▸ **Task requirements**: Output the entries in full and verbatim, pictures omitted.

▸ **Source data**:
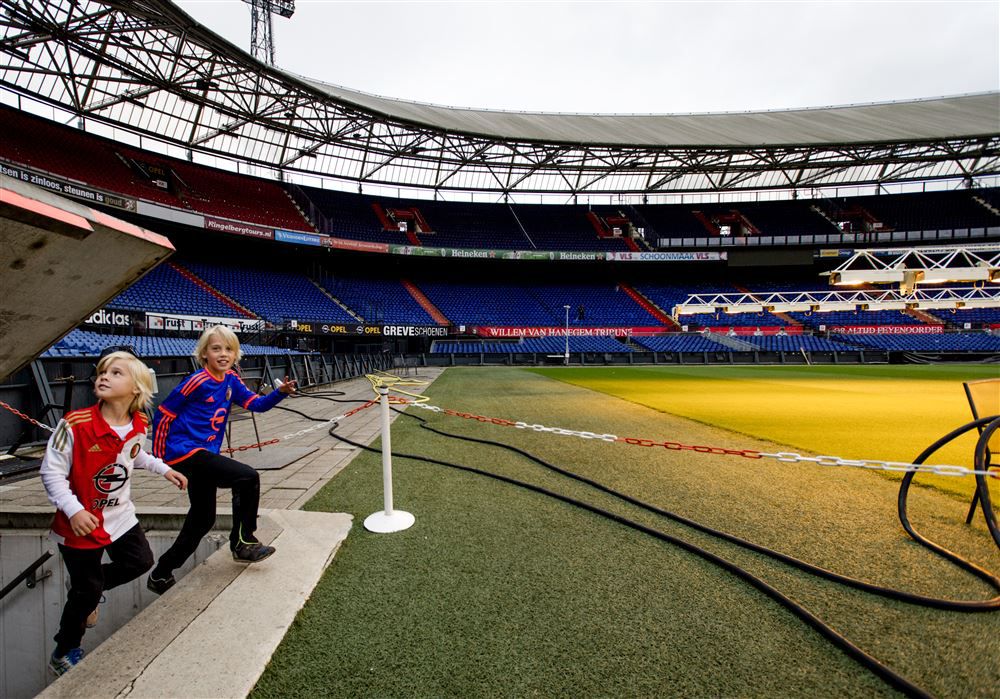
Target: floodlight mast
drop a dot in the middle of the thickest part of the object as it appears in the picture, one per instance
(261, 26)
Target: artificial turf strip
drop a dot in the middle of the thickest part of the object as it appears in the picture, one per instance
(496, 591)
(876, 412)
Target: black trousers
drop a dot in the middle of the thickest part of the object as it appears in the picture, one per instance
(206, 472)
(88, 578)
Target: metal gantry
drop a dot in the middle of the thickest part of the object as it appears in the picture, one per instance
(945, 298)
(911, 266)
(146, 67)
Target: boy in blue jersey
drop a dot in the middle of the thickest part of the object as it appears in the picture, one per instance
(188, 429)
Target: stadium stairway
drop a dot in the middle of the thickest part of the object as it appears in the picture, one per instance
(650, 307)
(425, 303)
(305, 217)
(195, 279)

▸ **Answer to the problem**:
Target: floodlight mast
drop a dot in the middle of the thickest part of the object as it appears in the picture, one per instance
(261, 26)
Target: artificial turf strip
drop a dot in the middle of the thickest part of the object as it appears in the picture, one per instance
(496, 591)
(876, 412)
Target: black trousers
drop a dot in the middle of the thickest part of the object as it appears in the picture, one per instance
(206, 472)
(88, 578)
Target: metal gantry
drop a dot in the middle of the thickest part of the object as it appears in the picture, one per instance
(945, 298)
(911, 266)
(146, 67)
Target: boy in blue jersey
drop a dot in the middle of the thickest part of the object as it appears in the picture, one per instance
(188, 429)
Target: stadium stairway
drop a dot in the middle of the thickest part of the object as it appears in the picture, one per instance
(650, 307)
(425, 303)
(305, 217)
(195, 279)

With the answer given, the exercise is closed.